⟨

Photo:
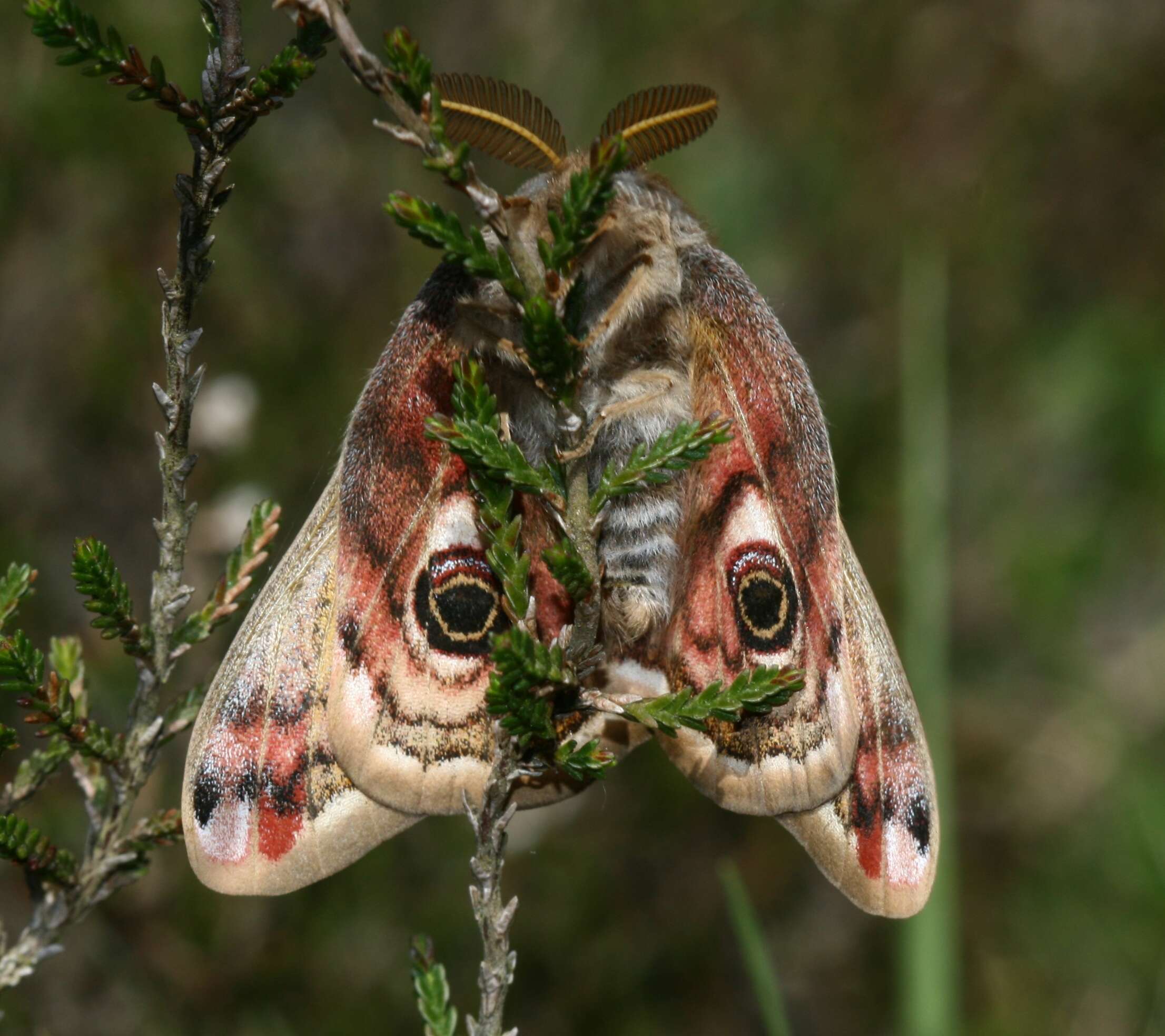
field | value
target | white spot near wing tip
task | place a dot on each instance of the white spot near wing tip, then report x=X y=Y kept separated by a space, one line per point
x=904 y=864
x=358 y=696
x=226 y=836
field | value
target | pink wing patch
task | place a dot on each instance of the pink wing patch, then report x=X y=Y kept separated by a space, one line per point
x=418 y=600
x=265 y=806
x=760 y=573
x=878 y=840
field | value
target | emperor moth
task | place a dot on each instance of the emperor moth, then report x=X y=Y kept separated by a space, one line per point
x=352 y=700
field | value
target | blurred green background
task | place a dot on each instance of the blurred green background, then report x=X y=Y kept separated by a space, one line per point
x=1013 y=151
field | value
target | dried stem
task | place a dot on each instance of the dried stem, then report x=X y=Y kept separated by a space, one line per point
x=493 y=917
x=372 y=74
x=111 y=859
x=201 y=196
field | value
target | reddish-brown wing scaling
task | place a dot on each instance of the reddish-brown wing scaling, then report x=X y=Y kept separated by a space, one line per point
x=419 y=603
x=266 y=809
x=761 y=575
x=878 y=840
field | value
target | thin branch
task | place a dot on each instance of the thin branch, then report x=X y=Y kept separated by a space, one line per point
x=373 y=76
x=492 y=914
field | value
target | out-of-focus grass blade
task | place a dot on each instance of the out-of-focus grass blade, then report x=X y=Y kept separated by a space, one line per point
x=751 y=941
x=929 y=963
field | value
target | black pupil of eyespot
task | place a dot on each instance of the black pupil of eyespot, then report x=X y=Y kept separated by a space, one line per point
x=765 y=599
x=466 y=604
x=458 y=602
x=762 y=597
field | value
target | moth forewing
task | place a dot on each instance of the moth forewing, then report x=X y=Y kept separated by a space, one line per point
x=418 y=602
x=760 y=577
x=878 y=840
x=266 y=809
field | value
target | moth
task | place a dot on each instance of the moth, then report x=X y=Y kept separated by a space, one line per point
x=351 y=703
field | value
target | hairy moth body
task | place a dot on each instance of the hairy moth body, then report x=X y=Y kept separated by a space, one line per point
x=364 y=666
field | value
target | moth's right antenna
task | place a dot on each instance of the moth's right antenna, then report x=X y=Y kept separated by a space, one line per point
x=501 y=120
x=660 y=120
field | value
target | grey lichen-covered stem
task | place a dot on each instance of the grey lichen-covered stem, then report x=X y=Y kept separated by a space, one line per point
x=492 y=914
x=580 y=526
x=372 y=74
x=201 y=196
x=108 y=861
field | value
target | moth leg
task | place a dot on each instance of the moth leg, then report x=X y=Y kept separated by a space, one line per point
x=627 y=305
x=624 y=408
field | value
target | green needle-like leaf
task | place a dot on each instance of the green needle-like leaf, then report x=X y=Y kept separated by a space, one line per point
x=34 y=852
x=438 y=228
x=98 y=579
x=241 y=565
x=586 y=764
x=15 y=586
x=567 y=566
x=688 y=444
x=525 y=666
x=431 y=987
x=759 y=691
x=584 y=204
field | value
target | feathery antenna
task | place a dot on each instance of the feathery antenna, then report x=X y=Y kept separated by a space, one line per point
x=660 y=120
x=501 y=120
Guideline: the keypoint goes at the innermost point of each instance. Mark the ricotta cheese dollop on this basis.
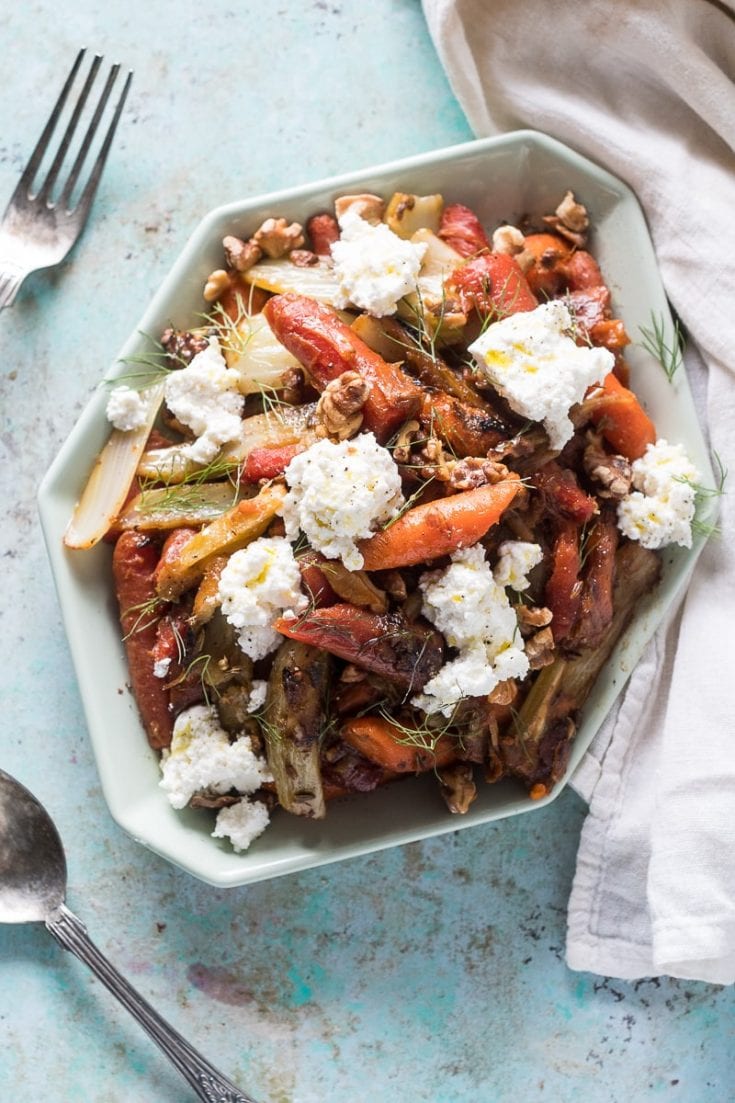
(257, 585)
(471, 610)
(661, 507)
(374, 267)
(339, 493)
(202, 757)
(126, 409)
(533, 362)
(515, 559)
(204, 396)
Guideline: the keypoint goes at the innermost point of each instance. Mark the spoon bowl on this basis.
(33, 888)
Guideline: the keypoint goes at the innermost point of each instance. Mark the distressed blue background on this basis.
(429, 973)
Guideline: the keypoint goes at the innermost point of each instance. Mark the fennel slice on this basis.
(316, 281)
(108, 484)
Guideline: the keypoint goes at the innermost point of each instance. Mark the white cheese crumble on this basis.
(202, 757)
(161, 667)
(533, 362)
(340, 493)
(126, 409)
(256, 699)
(472, 612)
(204, 396)
(515, 559)
(257, 585)
(241, 823)
(661, 507)
(374, 267)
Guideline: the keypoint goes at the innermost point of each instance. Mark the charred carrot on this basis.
(622, 420)
(384, 743)
(492, 284)
(402, 651)
(461, 229)
(327, 347)
(436, 528)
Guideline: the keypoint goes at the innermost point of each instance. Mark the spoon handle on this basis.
(208, 1083)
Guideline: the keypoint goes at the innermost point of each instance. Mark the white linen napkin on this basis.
(643, 88)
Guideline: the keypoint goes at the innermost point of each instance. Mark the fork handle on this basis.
(208, 1083)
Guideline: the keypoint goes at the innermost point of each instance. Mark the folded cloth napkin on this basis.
(643, 88)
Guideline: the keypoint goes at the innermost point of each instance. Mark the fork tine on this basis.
(92, 183)
(92, 129)
(44, 191)
(36, 156)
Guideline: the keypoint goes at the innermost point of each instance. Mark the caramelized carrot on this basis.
(327, 347)
(622, 420)
(461, 229)
(436, 528)
(383, 743)
(492, 284)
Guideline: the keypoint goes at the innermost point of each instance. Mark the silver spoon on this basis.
(32, 889)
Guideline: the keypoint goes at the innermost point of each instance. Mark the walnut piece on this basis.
(540, 649)
(276, 237)
(370, 207)
(458, 788)
(508, 239)
(302, 258)
(476, 471)
(182, 345)
(611, 473)
(241, 255)
(217, 282)
(339, 410)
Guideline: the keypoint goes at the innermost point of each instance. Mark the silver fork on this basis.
(36, 232)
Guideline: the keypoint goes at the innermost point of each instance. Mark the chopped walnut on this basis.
(532, 617)
(611, 473)
(217, 282)
(570, 221)
(395, 585)
(182, 345)
(458, 788)
(508, 239)
(476, 471)
(352, 674)
(573, 214)
(276, 237)
(339, 410)
(293, 384)
(408, 434)
(504, 693)
(302, 258)
(540, 649)
(370, 207)
(241, 255)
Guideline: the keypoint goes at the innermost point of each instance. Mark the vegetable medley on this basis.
(384, 510)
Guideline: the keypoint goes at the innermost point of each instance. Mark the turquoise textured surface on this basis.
(433, 972)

⟩

*Work item*.
Once the pictures are removed, copy the listing exactly.

*Reply*.
Photo:
field | value
target | white spot near wing tip
task | place a dot on each instance of the white spot near wing tip, then report x=X y=Y kept separated by a space, one line per point
x=904 y=864
x=358 y=696
x=226 y=836
field | value
target | pink wing patch
task | place a dot on each instance of the pink wing patch, then report x=X y=Y kept separated by a space, one line per point
x=418 y=600
x=265 y=806
x=760 y=573
x=878 y=840
field | value
target | emperor moth
task | place a dot on each instance of the emperor moth, then report x=X y=Y kept separated by a space, one line per point
x=352 y=700
field | value
target | blurred green background
task | place a dot on each instance of the blurred green background, then report x=X y=Y kept separated by a space, one line per point
x=1013 y=151
field | value
target | dried stem
task | place a dot on each instance of the dried stem, then report x=X y=Y kept separated by a space, one line per point
x=493 y=917
x=372 y=74
x=111 y=859
x=201 y=196
field | value
target | reddish-brown wing scaling
task | place a dot on each instance of the reddish-brown wing scaling, then report x=X y=Y kept separated by a space, one line per point
x=419 y=603
x=266 y=809
x=761 y=575
x=878 y=840
field | value
target | thin branch
task | place a dot on each instance of the thin branch, then report x=X y=Y kept separated by a space, one line per point
x=373 y=76
x=492 y=914
field | value
target | out-of-focus grass blade
task | place a dot on each instance of the out-of-focus grass blade, then report x=X y=Y kept separated by a space, one line per point
x=751 y=941
x=929 y=963
field | value
target | black pupil of eyespot
task | place a dot on each instance of the black pupil of eyespot, then report x=X y=Y kept separated by a space, one line per point
x=765 y=599
x=466 y=604
x=458 y=602
x=762 y=597
field | value
target | moth forewing
task | place a dot on each instance of the moth forewing, then report x=X y=Y kept separated by a space, one line per point
x=418 y=602
x=760 y=577
x=878 y=840
x=266 y=809
field | value
target | moth
task | place a dot on each instance of the moth, then report x=X y=Y kept separated by a space, one line per point
x=351 y=703
field | value
target | hairy moth body
task | place a dot on each instance of the hairy moth body, then report x=X y=Y kept separated by a space, one line per point
x=364 y=666
field | value
target | moth's right antenna
task | place a dot on each instance of the moth's right antenna, then report x=X y=Y kept separated by a space, one line per point
x=501 y=120
x=660 y=120
field | value
target | grey lichen-covered stem
task | place a dot on each instance of the grey lichen-covered stem, then report x=X y=Y kept separated by a space, one line per point
x=492 y=914
x=580 y=526
x=372 y=74
x=201 y=196
x=108 y=861
field | value
target | moth leg
task | place a dot on each instance of the moth leg, then report x=X y=Y kept separated by a space, one line per point
x=627 y=305
x=624 y=408
field | value
target | green needle-like leaf
task | place a dot on each instance of the green needle-like leaf, then report x=X y=Y kept separated by a space, one line per point
x=34 y=852
x=438 y=228
x=98 y=579
x=241 y=565
x=586 y=764
x=15 y=586
x=567 y=566
x=688 y=444
x=525 y=666
x=431 y=987
x=759 y=691
x=584 y=204
field | value
target | feathery antenna
task | place a dot on each instance of the feathery antenna, then report x=X y=Y kept separated by a space, one line per point
x=660 y=120
x=501 y=120
Guideline: the keypoint goes at the innermost point of each instance. Mark the ricotta cheese dollop on this basis.
(257, 585)
(471, 610)
(661, 507)
(374, 267)
(339, 493)
(202, 757)
(126, 409)
(533, 362)
(515, 559)
(204, 396)
Guideline: the keypoint goes at the innermost point of each instance. Mark the spoon bowl on this basis.
(33, 888)
Guideline: the keypoint goes at the innermost point of each instance. Mark the distressed blue background on this basis.
(429, 973)
Guideline: the keypoint goes at the innermost point of each instance. Mark the fennel slice on this basis.
(316, 281)
(108, 484)
Guideline: the keypoint goes at the innermost point of each instance. Mark the white cheese crumble on this basis.
(202, 757)
(161, 667)
(533, 362)
(340, 493)
(126, 409)
(256, 699)
(472, 612)
(204, 396)
(515, 559)
(257, 585)
(241, 823)
(661, 507)
(374, 267)
Guideline: the keypoint goes at the innermost point of each instance. Mark the charred carrot on this basis.
(622, 420)
(384, 743)
(492, 284)
(402, 651)
(461, 229)
(327, 347)
(436, 528)
Guideline: the keypoint goes at the innermost point of each instance. Mark the spoon handle on this basis.
(208, 1083)
Guideline: the keypoint goes at the innermost point of each instance. Mark the white linen napkin on this basis.
(643, 88)
Guideline: the keypoint goes at the innermost point of each instance. Mark the fork handle on this basis.
(208, 1083)
Guideline: the keypoint goes at the innermost point of each instance. Mark the folded cloth napkin on this basis.
(643, 88)
Guideline: the keypoint goes at the innermost point of each instance. Mark the fork tine on this basis.
(92, 183)
(92, 129)
(44, 191)
(36, 156)
Guideline: the keypoint goes at the innermost point of each instance. Mark the caramelized carrot on this basis.
(327, 347)
(622, 420)
(461, 229)
(436, 528)
(383, 743)
(492, 284)
Guideline: the keypoint goes at the innermost point of each instance. Mark the silver spoon on this basis.
(32, 889)
Guideline: the keypoint goes at the innermost point of each instance. Mark the walnut piece on this basis.
(540, 649)
(276, 237)
(370, 207)
(458, 788)
(508, 239)
(302, 258)
(476, 471)
(182, 345)
(611, 473)
(241, 255)
(217, 282)
(339, 410)
Guideline: the keypoint goes at the innermost point of each instance. Mark the silver fork on this basis.
(36, 232)
Guideline: the keypoint goes at the innermost point of each instance. Mark the chopped walnut on this basis.
(532, 617)
(611, 473)
(217, 282)
(570, 221)
(395, 585)
(182, 345)
(458, 788)
(508, 239)
(476, 471)
(352, 674)
(573, 214)
(276, 237)
(339, 410)
(293, 384)
(408, 434)
(504, 693)
(302, 258)
(540, 649)
(370, 207)
(241, 255)
Guideline: the keypoint goes at the innermost point of each instance. Mark the vegetable medley on this basis.
(384, 510)
Guideline: the keypoint goes at the innermost point of each instance. Mark the turquoise textured surface on this basis.
(433, 972)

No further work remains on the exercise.